Exercise: Please reproduce word for word everything in the performance optimizations page from "These expiriments were extremely" down to "waste less resources.".

Quoted text:
++++++
Performance Optimizations

These expiriments were extremely computationally intensive to run, thus requiring a number of optimizations. Even just the base experiment required running 148,500 (220 parcellations * 45 targets * 3 pipelines * 5 evaluation folds) combinations! Which isn’t even considering the multiple parcellation strategies or that each of the pipelines hyper-parameter searches required training 180 different models…

The main overarching optimization / just thing that even made this at all possible was that the Vermont Advanced Computing Core was used to run all of the expiriments, which is a supercomputer. Even so, there are a number of other key / interesting optimizations made. This page will discuss some of the optimizations we made that allowed us to actually finish these expiriments / waste less resources.

Flexible Submission System

At first the idea of submitting jobs seems relatively easy, as essentially there are just a number of fixed configurations to run. We just need to run the submit.py file with all the choices of parcellation, model and target. Easy, just submit with 3 nested loops and done… except it turns out it isn’t nearly that simple.

The most fundamental problem relates to the different computational resources required by each combination. As it turns out, all three of the parameters of interest end up changing the resources needed, and all in different ways. The new problem we end up with is then how do we submit all of these different combinations, some of which can be run with a single core and a GB of memory in 10 minutes, and some of which will take 30 hours and 20+ GB just to run a single of the 5-folds?

The other points of interest when running these expiriments were runtime, that is to say getting results ASAP, and using as little resources as possible, as the cluster is a shared resource / using more resources hurts priority queue scores. Lastly, we were also interested in a system which required little to no manual intervention or babysitting.

The solution we built is based off of a randomized submission system. The core idea is that when a SLURM job is submitted, the first thing that job does is select a set of parameters (target, pipeline and parcellation) from a pool of options. This pool of options by default is just all of the remaining not finished options, but in order to add flexibility to different runtime consideration can be through passed input arguments set when submitting the job be used to restrict the pool of options in different ways (e.g., to just a specific pipeline).
++++++
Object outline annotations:
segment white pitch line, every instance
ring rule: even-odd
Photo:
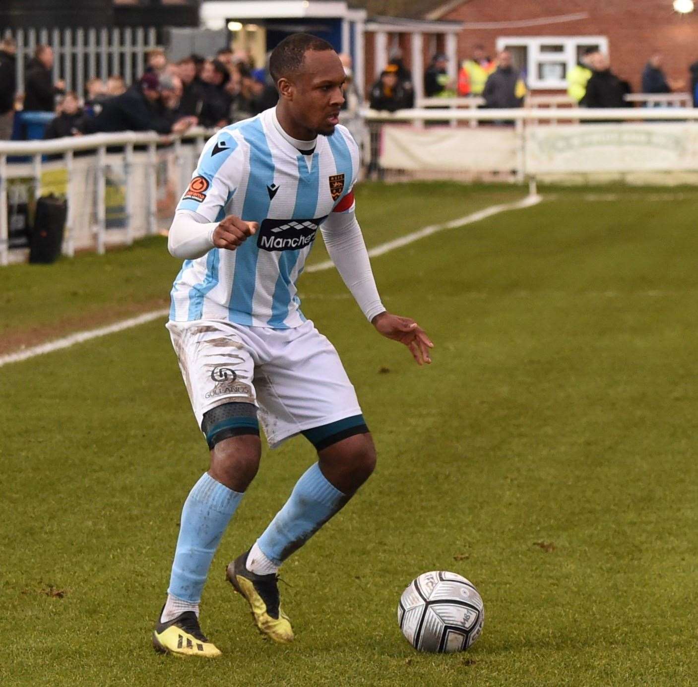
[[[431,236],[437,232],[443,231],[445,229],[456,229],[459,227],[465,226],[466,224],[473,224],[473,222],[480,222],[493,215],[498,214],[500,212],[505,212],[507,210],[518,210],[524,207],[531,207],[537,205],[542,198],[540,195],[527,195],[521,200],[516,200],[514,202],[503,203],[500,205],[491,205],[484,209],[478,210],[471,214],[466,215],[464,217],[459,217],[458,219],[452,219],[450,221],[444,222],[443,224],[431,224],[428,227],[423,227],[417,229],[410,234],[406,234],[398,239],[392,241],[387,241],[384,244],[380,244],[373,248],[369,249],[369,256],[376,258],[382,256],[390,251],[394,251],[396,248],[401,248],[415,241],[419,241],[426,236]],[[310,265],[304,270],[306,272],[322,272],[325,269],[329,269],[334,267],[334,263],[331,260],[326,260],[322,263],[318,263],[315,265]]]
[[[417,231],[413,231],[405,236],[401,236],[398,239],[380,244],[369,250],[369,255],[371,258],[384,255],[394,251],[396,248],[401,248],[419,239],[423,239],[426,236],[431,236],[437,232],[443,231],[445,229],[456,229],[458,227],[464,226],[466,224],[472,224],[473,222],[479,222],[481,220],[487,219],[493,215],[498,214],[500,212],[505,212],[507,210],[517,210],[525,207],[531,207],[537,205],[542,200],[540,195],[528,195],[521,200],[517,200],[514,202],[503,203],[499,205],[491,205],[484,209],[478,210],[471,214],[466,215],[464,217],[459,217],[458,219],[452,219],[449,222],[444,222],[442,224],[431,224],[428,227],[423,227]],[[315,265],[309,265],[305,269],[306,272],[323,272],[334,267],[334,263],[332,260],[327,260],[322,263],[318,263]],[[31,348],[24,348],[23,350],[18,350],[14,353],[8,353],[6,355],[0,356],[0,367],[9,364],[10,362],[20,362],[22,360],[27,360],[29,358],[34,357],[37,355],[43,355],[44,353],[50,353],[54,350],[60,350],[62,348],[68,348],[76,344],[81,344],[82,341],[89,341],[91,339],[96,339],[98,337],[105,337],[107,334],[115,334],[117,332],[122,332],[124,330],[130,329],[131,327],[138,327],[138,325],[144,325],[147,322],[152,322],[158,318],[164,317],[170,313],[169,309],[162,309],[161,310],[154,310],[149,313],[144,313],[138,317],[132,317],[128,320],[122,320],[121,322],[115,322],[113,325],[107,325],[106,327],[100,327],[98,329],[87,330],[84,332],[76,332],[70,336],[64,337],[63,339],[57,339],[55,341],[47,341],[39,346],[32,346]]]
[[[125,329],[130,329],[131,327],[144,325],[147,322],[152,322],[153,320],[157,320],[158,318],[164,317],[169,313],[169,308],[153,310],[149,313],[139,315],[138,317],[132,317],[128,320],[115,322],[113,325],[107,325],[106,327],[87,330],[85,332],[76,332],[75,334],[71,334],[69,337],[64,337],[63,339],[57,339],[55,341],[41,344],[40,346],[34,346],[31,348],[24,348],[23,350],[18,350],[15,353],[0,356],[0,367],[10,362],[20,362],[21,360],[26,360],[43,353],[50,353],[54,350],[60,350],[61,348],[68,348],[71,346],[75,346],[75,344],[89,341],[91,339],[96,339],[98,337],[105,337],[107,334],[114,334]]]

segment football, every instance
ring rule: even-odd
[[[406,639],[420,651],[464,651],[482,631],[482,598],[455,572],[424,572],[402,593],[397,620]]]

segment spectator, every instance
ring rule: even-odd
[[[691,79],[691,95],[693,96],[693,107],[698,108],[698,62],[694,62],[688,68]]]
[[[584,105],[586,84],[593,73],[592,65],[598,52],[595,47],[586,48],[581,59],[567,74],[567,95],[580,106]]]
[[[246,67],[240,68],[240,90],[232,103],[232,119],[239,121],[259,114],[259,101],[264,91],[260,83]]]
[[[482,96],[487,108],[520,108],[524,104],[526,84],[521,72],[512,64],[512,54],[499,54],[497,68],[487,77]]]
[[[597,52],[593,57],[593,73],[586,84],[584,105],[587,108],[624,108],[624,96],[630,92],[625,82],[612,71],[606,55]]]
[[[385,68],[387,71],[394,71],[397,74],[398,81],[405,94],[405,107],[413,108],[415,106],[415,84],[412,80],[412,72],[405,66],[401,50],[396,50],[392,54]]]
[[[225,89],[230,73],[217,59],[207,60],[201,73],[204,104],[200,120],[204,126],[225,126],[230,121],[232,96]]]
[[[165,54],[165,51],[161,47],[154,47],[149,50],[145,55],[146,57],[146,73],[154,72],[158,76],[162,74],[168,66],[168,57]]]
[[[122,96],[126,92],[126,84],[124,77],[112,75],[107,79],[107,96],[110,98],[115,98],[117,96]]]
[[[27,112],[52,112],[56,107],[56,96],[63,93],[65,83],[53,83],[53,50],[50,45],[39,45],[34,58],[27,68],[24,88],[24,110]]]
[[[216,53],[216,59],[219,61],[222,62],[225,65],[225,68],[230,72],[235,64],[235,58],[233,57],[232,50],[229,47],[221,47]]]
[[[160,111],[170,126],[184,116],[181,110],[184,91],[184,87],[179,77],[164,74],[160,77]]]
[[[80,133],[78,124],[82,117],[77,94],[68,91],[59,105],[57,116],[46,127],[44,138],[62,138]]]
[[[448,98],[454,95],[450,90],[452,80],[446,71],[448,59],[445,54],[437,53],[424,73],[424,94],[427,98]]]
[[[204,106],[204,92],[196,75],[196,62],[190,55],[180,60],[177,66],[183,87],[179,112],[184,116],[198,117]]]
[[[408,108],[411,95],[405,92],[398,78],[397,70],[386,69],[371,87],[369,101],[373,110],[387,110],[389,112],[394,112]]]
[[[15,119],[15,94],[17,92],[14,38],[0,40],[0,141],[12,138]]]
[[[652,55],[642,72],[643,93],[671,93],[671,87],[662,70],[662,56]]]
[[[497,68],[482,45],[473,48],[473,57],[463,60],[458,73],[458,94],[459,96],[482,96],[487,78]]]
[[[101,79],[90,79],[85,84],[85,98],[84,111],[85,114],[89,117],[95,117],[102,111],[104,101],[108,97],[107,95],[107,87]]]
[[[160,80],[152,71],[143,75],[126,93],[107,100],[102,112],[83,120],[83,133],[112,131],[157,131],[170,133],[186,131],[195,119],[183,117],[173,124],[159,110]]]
++++++
Answer to this task:
These expiriments were extremely computationally intensive to run, thus requiring a number of optimizations. Even just the base experiment required running 148,500 (220 parcellations * 45 targets * 3 pipelines * 5 evaluation folds) combinations! Which isn’t even considering the multiple parcellation strategies or that each of the pipelines hyper-parameter searches required training 180 different models…

The main overarching optimization / just thing that even made this at all possible was that the Vermont Advanced Computing Core was used to run all of the expiriments, which is a supercomputer. Even so, there are a number of other key / interesting optimizations made. This page will discuss some of the optimizations we made that allowed us to actually finish these expiriments / waste less resources.